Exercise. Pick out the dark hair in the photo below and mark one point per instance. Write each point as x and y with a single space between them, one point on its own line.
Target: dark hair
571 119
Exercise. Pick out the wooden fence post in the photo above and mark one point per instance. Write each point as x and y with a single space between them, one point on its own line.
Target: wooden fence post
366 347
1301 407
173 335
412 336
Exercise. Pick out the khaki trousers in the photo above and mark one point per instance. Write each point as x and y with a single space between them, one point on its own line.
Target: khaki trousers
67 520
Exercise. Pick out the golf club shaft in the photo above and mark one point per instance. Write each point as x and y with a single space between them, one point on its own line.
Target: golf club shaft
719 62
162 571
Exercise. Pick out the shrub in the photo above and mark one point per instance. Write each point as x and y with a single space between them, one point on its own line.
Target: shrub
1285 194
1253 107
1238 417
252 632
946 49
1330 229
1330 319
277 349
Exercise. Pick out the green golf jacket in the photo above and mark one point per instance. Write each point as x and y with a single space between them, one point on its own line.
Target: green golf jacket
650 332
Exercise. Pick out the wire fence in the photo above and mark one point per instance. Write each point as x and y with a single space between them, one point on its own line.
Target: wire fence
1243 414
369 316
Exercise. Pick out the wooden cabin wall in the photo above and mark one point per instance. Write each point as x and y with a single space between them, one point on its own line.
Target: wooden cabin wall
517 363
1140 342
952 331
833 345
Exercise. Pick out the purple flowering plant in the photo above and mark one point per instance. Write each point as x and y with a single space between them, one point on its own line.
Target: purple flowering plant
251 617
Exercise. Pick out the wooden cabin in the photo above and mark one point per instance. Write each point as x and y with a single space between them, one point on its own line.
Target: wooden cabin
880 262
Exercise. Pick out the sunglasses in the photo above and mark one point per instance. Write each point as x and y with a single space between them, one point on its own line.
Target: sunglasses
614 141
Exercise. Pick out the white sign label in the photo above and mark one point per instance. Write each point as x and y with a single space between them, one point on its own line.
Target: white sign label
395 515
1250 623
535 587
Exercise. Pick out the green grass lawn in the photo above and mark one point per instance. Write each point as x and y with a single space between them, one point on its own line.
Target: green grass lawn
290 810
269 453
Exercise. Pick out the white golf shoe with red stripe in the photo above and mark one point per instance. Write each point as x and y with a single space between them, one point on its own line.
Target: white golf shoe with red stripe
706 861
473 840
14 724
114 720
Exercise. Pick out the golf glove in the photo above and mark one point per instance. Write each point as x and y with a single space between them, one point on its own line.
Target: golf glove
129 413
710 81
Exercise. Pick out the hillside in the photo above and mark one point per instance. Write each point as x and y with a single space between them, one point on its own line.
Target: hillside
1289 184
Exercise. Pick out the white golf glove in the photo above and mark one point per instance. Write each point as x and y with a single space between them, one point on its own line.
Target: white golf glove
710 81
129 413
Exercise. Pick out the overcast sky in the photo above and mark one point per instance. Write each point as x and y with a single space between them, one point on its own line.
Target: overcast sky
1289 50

=======

§ **Your goal**: Exactly reproduce all of the entries above.

§ **Response area**:
Exercise. Pick out the dark hair in the photo below and mark one point per instance. Write each point as x and y with a single space between them, one point on its own line.
Target: dark hair
571 119
Exercise. Pick out the wooden fence post in the photo above and mark one point per instance. Write each point as x and y with a single space between them, one point on its own line.
Target: wooden fence post
366 347
1301 407
173 335
412 336
Exercise. Pick out the khaki trousers in the photo above and mark one point per instance. Write each point as x and y with a single space between them, one point on its own line.
Target: khaki trousers
67 520
Exercise. Pick out the golf club shaft in the photo above and mark one point per instance. Write each point as x and y with a single space between them, one point on its own line.
Target: golf club shaft
719 62
162 571
Exercise. Pick out the shrub in the photo above and mark one point per instance. Write each point as x and y with a single space between them, one point on its own line.
Target: shrub
1285 194
1253 107
1238 417
252 632
946 49
1330 229
1330 319
277 349
Exercise. Pick out the green golf jacket in the photo above and mark one point per instance. Write each point as x and y with a single space between them, one point on its own line.
Target: green golf jacket
650 332
Exercise. Pick out the wire fence in the photo above and mark one point per instance. Write each point as x and y with a single space between them, one point on its own line.
Target: wire fence
1243 414
369 316
Exercise. Pick out the wooden cabin wall in the photo above and mark one point per instance. Write each point as x and y with a single space between them, one point on its own line.
Target: wooden cabin wall
517 363
1140 342
952 331
833 345
Exercise. Pick out the purple flowering plant in the photo above and mark one point per instance. Write each point as x and y with a single space between them, one point on its own line.
Target: purple flowering plant
251 617
Exercise. Pick out the wooden cabin in the photo above and mark one point per instance. Write each point as x and y with a single space between them, one point on its own line.
Target: wooden cabin
880 262
Exercise. Pick out the sunglasses in the photo above and mark one point per instance. Write each point as x and y with a single space between them, one point on its own line.
Target: sunglasses
614 141
Exercise. Pick out the white sign label in the photo above and mark one point per instance. Write each point as x and y with a single space between them, one point on its own line.
Target: white sign label
395 515
1250 623
535 587
Exercise. Pick out the green grass lawn in the photo above and mark one point per instance. Write each point as x and y with a single space between them, one point on its own line.
Target: green grass lawn
290 810
269 453
Exercise. Pick out the white golf shoe with red stripe in the photo above and mark one point per instance. Write each point as x and y with a single space between them, one point on its own line.
Target: white golf shoe with red stripe
706 861
473 840
14 724
114 720
Exercise. Pick out the golf glove in the photo above and mark one point per instance. Write each point as x and y with a single space between them, one point on its own line.
Target: golf glove
129 413
710 81
Exercise. Pick out the hillside in the photo above and mark one point per instance. Write each point as x and y with a single space between them, one point on its own line.
Target: hillside
1289 184
Exercise. Pick out the white golf glove in the photo above and mark one point per instance. Write each point as x and y with a single space between them, one point on its own line.
Target: white golf glove
710 81
129 413
Exercise. Pick out the overcast sky in the photo above and mark one point per instance. Write each point as x and y with a single space between them, one point on its own line.
Target: overcast sky
1289 50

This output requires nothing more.